Dokument »

—————

Nein, ich war nicht schon wieder in London - vielmehr schulde ich diesen Eintrag schon seit ein paar Monaten. Ich hatte ihn auch schon einmal aufwändigst verfasst, doch dann passierte ein Fehlklick und er entschwand unwiederbringlich. Ich will es noch einmal versuchen.
Wer sich erinnert, dass ich über die in London herrschende Hektik gejammert habe und die Schwierigkeit, einen ruhigen, angenehmen Platz, an dem man dem Kaffee- oder Teegenuss frönen kann, beklagt habe, der wird sich vielleicht mit mir freuen, denn ich fand an meinem letzten Tag in der Großstadt endlich die Nische, die ich suchte: das Ziferblat.
Das Ziferblat kommt ursprünglich aus Russland und ist offiziell hauptsächlich kein Kaffeehaus. Das ist wichtig. Man kauft dort immerhin keinen Kaffee, sondern bezahlt stattdessen die Zeit, die man dort sitzenderweise verbringt. Davon hatte ich irgendwo gelesen und das wollte ich natürlich suchen, denn es klang interessant.

—————

Dateneinträge »
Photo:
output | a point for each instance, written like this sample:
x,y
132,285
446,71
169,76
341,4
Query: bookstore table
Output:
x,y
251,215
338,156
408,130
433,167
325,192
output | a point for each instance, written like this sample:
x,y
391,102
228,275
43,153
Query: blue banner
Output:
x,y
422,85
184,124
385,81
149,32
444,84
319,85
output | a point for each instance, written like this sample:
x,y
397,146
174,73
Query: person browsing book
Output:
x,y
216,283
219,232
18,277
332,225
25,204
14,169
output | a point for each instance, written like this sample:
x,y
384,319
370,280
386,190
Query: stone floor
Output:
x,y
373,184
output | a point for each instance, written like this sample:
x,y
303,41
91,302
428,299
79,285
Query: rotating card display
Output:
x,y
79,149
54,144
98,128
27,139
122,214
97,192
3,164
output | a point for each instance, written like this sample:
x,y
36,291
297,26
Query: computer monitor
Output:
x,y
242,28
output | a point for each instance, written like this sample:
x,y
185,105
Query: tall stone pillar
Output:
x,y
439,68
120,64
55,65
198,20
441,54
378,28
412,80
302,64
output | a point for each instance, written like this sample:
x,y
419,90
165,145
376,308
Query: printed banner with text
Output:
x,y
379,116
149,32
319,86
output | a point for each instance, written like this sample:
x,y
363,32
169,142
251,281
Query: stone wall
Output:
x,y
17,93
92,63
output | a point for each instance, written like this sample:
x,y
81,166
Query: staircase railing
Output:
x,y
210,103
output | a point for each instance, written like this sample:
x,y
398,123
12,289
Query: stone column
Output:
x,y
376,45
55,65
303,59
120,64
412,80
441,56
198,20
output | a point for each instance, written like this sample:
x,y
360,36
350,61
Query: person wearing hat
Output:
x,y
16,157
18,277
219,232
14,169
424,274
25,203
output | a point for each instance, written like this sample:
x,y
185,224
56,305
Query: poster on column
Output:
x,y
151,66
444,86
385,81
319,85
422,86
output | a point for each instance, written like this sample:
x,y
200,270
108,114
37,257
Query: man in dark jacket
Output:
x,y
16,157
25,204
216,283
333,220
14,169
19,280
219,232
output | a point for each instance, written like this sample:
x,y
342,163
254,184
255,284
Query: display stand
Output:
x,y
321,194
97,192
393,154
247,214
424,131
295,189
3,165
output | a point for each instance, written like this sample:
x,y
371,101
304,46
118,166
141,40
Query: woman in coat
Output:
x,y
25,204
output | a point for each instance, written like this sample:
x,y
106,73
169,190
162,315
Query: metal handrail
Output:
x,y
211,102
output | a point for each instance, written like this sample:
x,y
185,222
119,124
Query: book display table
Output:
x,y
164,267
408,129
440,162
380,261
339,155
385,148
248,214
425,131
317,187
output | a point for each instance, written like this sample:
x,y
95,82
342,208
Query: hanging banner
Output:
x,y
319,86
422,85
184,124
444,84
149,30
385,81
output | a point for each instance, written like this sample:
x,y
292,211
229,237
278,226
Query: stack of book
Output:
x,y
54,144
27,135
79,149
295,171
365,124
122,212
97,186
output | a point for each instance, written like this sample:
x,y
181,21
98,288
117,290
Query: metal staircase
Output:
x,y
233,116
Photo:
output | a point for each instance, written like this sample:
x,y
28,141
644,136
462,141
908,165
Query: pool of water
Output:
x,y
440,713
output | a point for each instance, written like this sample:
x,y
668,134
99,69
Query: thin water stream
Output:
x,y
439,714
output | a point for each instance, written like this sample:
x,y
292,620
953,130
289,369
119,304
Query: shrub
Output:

—————

Aufgabenstellung »
- 1) Fasse das Dokument in zwei Sätzen zusammen.
- 2) Gib jede Zeile der Einträge zurück, in der das Wort "column" vorkommt.
Die Einträge haben mit dem Dokument nichts zu tun.

Antworten je Aufgabe »
- 1) Nach früheren Klagen über die Hektik in London und den Mangel an ruhigen Plätzen für Kaffee oder Tee wurde am letzten Tag in der Großstadt mit dem Ziferblat endlich die gesuchte Nische gefunden. Das Ziferblat stammt ursprünglich aus Russland und ist offiziell hauptsächlich kein Kaffeehaus, denn man bezahlt dort nicht den Kaffee, sondern die Zeit, die man dort verbringt.

- 2)
Query: stone column
Query: poster on column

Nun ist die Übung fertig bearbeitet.